> **EXERCISE**: Reproduce the patent claims on network optimization below word for word, from start to finish.

> **SOURCE DOCUMENT**:
2. The method (500) as claimed in claim 1, wherein the data includes at least data usage and call summaries of each of the plurality of subscribers.

3. The method (500) as claimed in claim 1, wherein the data is analysed using artificial intelligence (AI)/ machine learning (ML) models for grouping the subscribers.

4. The method (500) as claimed in claim 1, the step of allocating the one or more network resources comprising: distributing network traffic of the cluster for proper functioning of the network slice.

5. A system (108) for optimizing a network (106) for improving quality of services (QoS), the system (108) comprising:
a transceiver unit (208) configured to receive, data from a Network Function (NF) (110), wherein the data is associated with a plurality of subscribers;
an analysis unit (210) configured to analyse, the received data;
a grouping unit (212) configured to group, the subscribers in one or more clusters based on one or more parameters pertaining to the subscribers identified from the analysis of the data; and
an allocation unit (214) configured to allocate, one or more network resources to a cluster of the one or more clusters for proper functioning of network slices for improving quality of services (QoS) for the plurality of subscribers.

> **DATA EXTRACT**:
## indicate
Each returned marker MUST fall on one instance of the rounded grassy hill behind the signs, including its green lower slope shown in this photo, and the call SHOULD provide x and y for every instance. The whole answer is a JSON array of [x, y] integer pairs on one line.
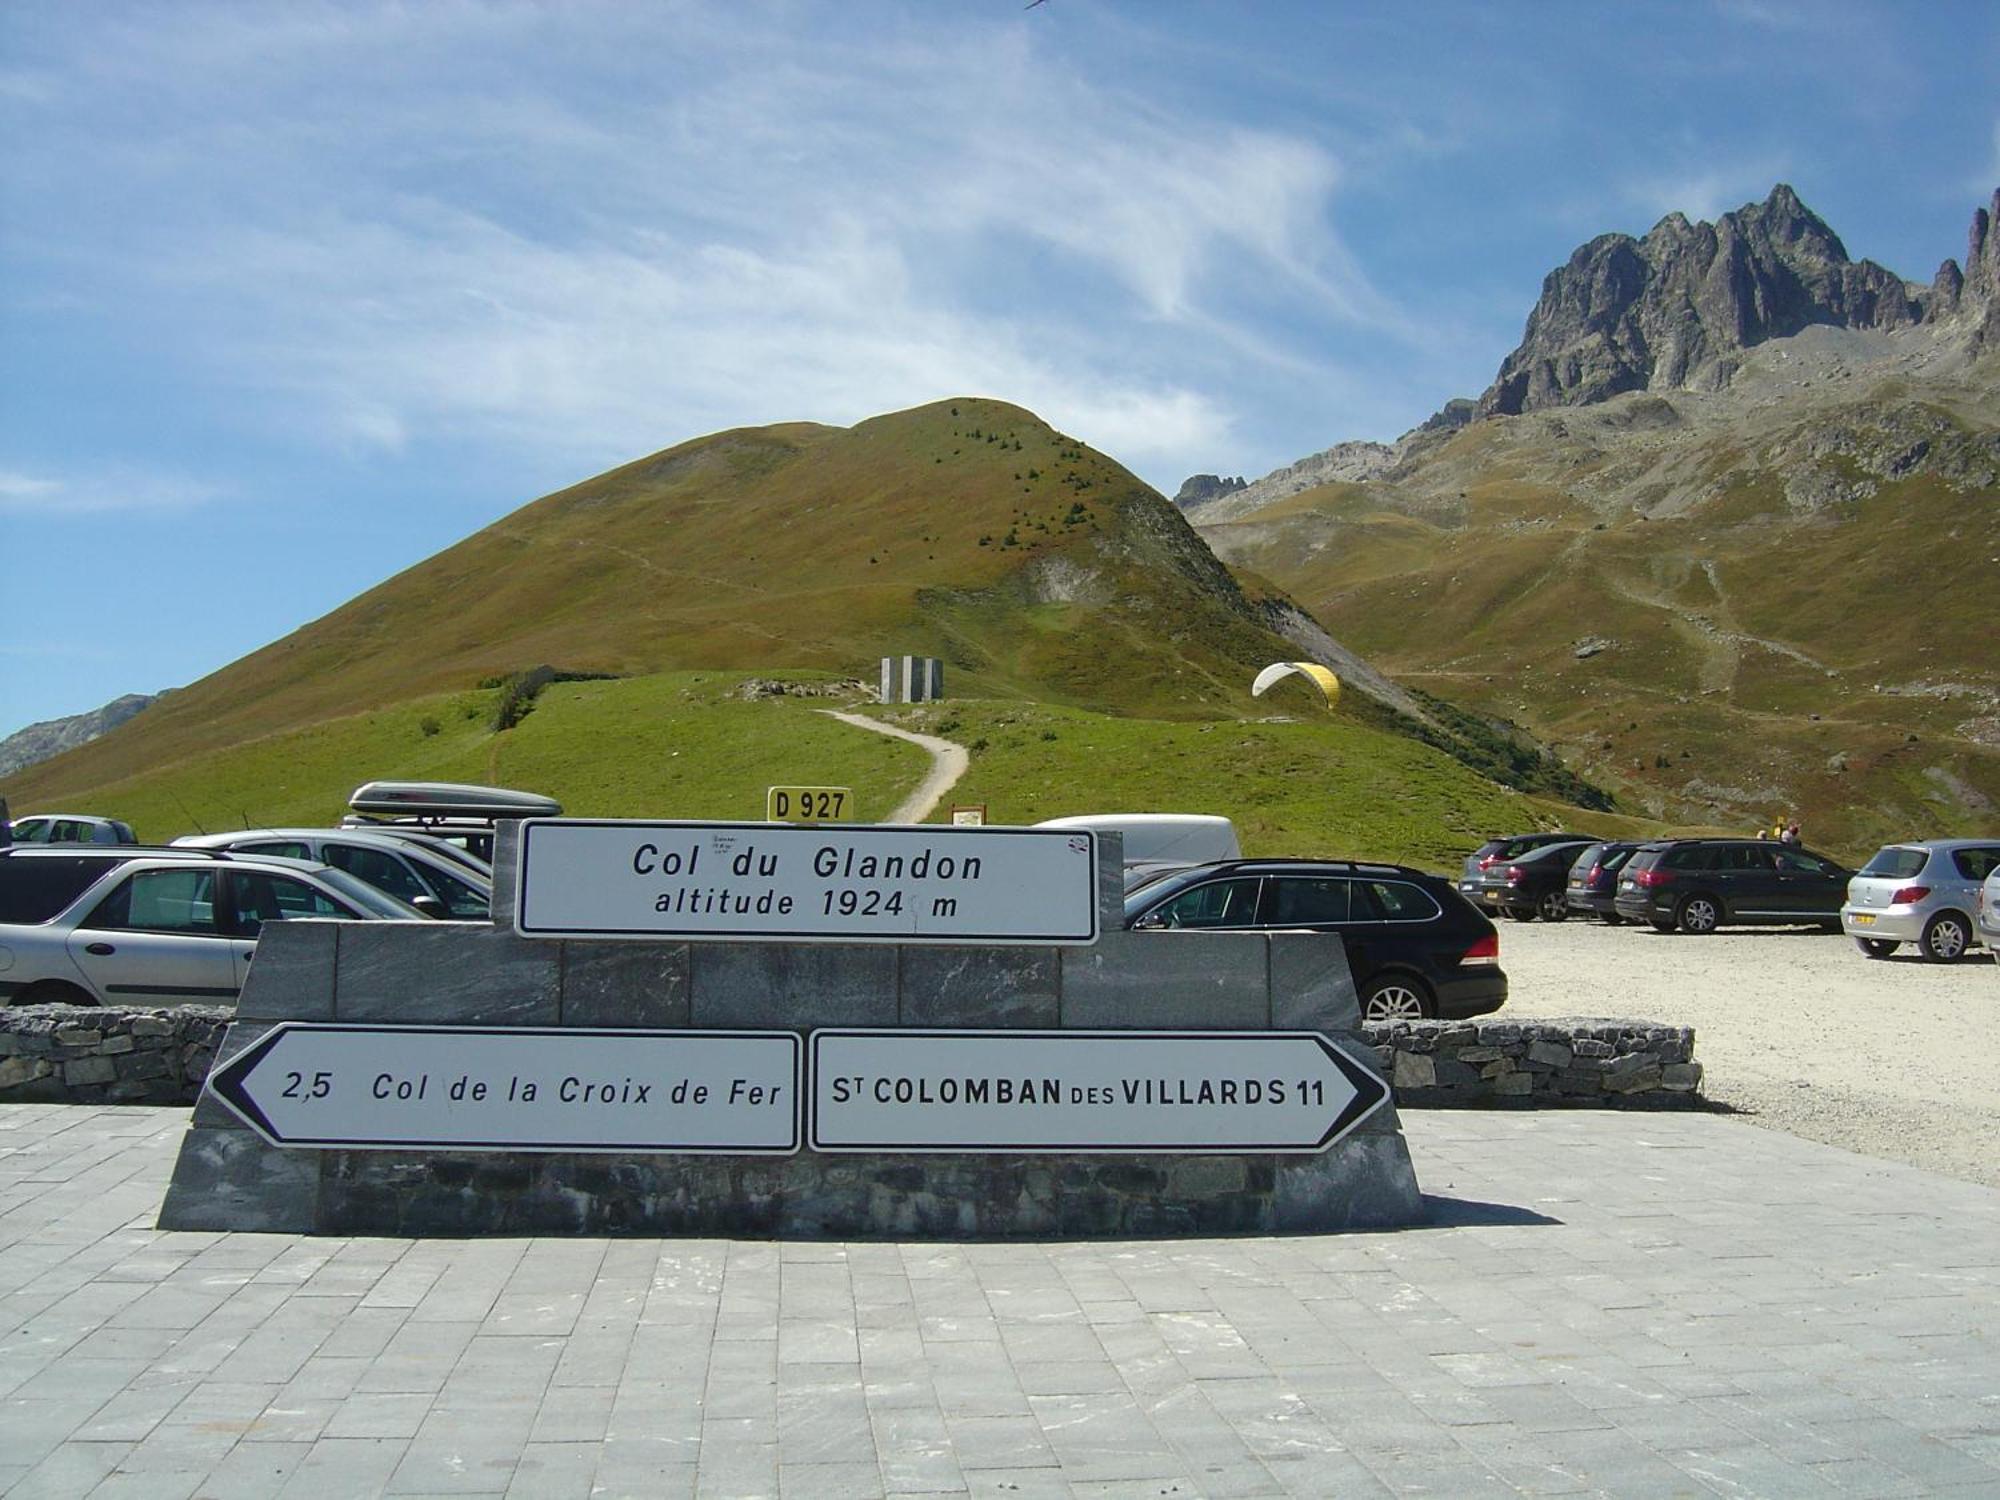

> **WRITTEN RESPONSE**:
2. The method (500) as claimed in claim 1, wherein the data includes at least data usage and call summaries of each of the plurality of subscribers.

3. The method (500) as claimed in claim 1, wherein the data is analysed using artificial intelligence (AI)/ machine learning (ML) models for grouping the subscribers.

4. The method (500) as claimed in claim 1, the step of allocating the one or more network resources comprising: distributing network traffic of the cluster for proper functioning of the network slice.

5. A system (108) for optimizing a network (106) for improving quality of services (QoS), the system (108) comprising:
a transceiver unit (208) configured to receive, data from a Network Function (NF) (110), wherein the data is associated with a plurality of subscribers;
an analysis unit (210) configured to analyse, the received data;
a grouping unit (212) configured to group, the subscribers in one or more clusters based on one or more parameters pertaining to the subscribers identified from the analysis of the data; and
an allocation unit (214) configured to allocate, one or more network resources to a cluster of the one or more clusters for proper functioning of network slices for improving quality of services (QoS) for the plurality of subscribers.